* _The problem_
Render every line of the records below as a numbered list, dropping blank lines and leaving out the pictures.

---------- Information shown

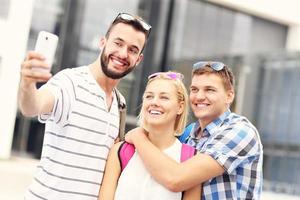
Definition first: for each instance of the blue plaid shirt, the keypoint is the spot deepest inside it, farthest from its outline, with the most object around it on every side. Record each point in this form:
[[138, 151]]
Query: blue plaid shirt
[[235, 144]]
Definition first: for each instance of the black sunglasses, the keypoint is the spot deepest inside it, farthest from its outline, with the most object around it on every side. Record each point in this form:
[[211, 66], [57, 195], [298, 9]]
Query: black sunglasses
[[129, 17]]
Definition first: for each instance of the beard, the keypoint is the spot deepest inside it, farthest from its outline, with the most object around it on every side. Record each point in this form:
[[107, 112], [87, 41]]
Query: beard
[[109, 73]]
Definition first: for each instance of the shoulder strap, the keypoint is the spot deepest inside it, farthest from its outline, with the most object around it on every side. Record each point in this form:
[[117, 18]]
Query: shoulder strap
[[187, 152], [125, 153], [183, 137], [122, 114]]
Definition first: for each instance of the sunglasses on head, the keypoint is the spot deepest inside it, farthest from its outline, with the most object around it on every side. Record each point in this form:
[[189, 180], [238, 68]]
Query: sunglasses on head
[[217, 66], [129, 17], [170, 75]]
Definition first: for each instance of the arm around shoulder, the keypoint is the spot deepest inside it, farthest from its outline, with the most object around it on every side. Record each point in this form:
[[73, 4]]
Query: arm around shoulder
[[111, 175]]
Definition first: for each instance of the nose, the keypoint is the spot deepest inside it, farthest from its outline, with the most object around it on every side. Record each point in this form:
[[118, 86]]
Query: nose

--------------------

* _Finished answer_
1. Definition first: for each instance of the blue plaid shirt, the keypoint is the spot deepest inside it, farthest from its outline, with the most object around it on every side. Record each point in this form:
2. [[138, 151]]
3. Query: blue plaid shirt
4. [[235, 144]]
5. Definition first: for each instance of the black sunglasses, the keypoint is the spot deepest inside it, farthest from its outline, with the most object around it on every side. Record each point in this form:
6. [[211, 66], [57, 195], [298, 9]]
7. Query: black sunglasses
8. [[129, 17]]
9. Definition first: for each instance of the beard, the keypoint is the spot deepest inside it, farthest from its outline, with the most object around it on every side. Record each point in this form:
10. [[107, 112], [87, 41]]
11. Query: beard
12. [[109, 73]]
13. Definition first: for each instance of the shoulder strap, the keypoint is the spot deepest inside it, farthest from its outline, with the most object around it on every side. Record each point in this form:
14. [[117, 18]]
15. Query: shoulder strap
16. [[187, 152], [125, 153], [183, 137], [122, 114]]
17. Definition first: for each instance of the sunglasses on head, the keypoint is the spot deepest inside it, farthest from its outline, with the most object around it on every side. Record each point in this form:
18. [[189, 180], [238, 68]]
19. Query: sunglasses on head
20. [[217, 66], [129, 17], [170, 75]]
21. Definition first: for each instance of the arm around shoulder, the keypoint is the spot deepest inside it, farthest from its outline, with the most object around it on every side. Record each point in this form:
22. [[73, 4]]
23. Query: arm around shoulder
24. [[111, 175]]
25. Definition first: for each instance of the nose, the keypoint is the spot deepest inside it, farthest from its outline, with the most object around it on every side. Record each point in this form:
26. [[118, 86]]
27. Query: nose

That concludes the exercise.